## Consigne 1
Dans la critique du film Buried, relevez tout ce qu'il reste au personnage enfermé, tel que l'énumère la phrase commençant par « Il lui reste, en tout et pour tout ».

## Texte fourni
┄┄┄┄┄┄

BURIED
Rodrigo Cortés
EN BREF:
Ben voilà, c'est vu. Et je l'oublierai assez rapidement, à mon grand étonnement, alors que je suis claustrophobe. A mon sens, Buried ne casse pas trois pattes à un canard, et même s'il offre effectivement quelques moments forts, un concept alléchant, une prestation d'acteur de qualité (Ryan Reynolds), il reste bien en deça de ce que le film promettait.
Le film commence avec un procédé censé être angoissant: un écran noir, pendant une minute au moins, avec des bruitages, et l'inconnu pour le spectateur. Et peu à peu la lumière (un briquet qui a du mal à être allumé) arrive, amenée par un gars qui suffoque (état que l'on aurait aimé atteindre), recroquevillé dans un endroit sombre et confiné, un cercueil en bois six pieds sous terre. Ce gars-là, il a été pris en otage par des terroristes en Irak, alors que lui et ses collègues camionneurs ont été pris en embuscade. Il lui reste, en tout et pour tout, les trois quarts de la batterie de son portable, un zippo, un crayon, un fond d'alcool. On se demande comment le réalisateur va-t-il pouvoir tenir pendant 1h30, et le scénario lui apporte quelques agréments, qui arrivent au cours du film: un invité surprise, une lampe à néon, une lampe torche défaillante et un couteau. Et on voit, une heure trente durant, un seul personnage (le cinéaste décide de ne filmer que le cercueil et son personnage, jamais la caméra n'ira s'égarer à l'extérieur, promesse tenue), qui lutte pour négocier, joindre ses proches et tenter de s'en sortir, avec de l'oxygène qui vient à lui manquer.

┄┄┄┄┄┄

## Données de travail

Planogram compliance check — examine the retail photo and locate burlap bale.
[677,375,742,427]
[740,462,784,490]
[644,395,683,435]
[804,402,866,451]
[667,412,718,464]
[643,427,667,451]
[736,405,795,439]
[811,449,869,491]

┄┄┄┄┄┄

## Consigne 2
Réécrivez les lignes des enregistrements en remplaçant « burlap bale » par « wooden crate », sans rien modifier d'autre.

## Réponse rédigée 1
- les trois quarts de la batterie de son portable
- un zippo
- un crayon
- un fond d'alcool

## Réponse rédigée 2
Planogram compliance check — examine the retail photo and locate wooden crate.
[677,375,742,427]
[740,462,784,490]
[644,395,683,435]
[804,402,866,451]
[667,412,718,464]
[643,427,667,451]
[736,405,795,439]
[811,449,869,491]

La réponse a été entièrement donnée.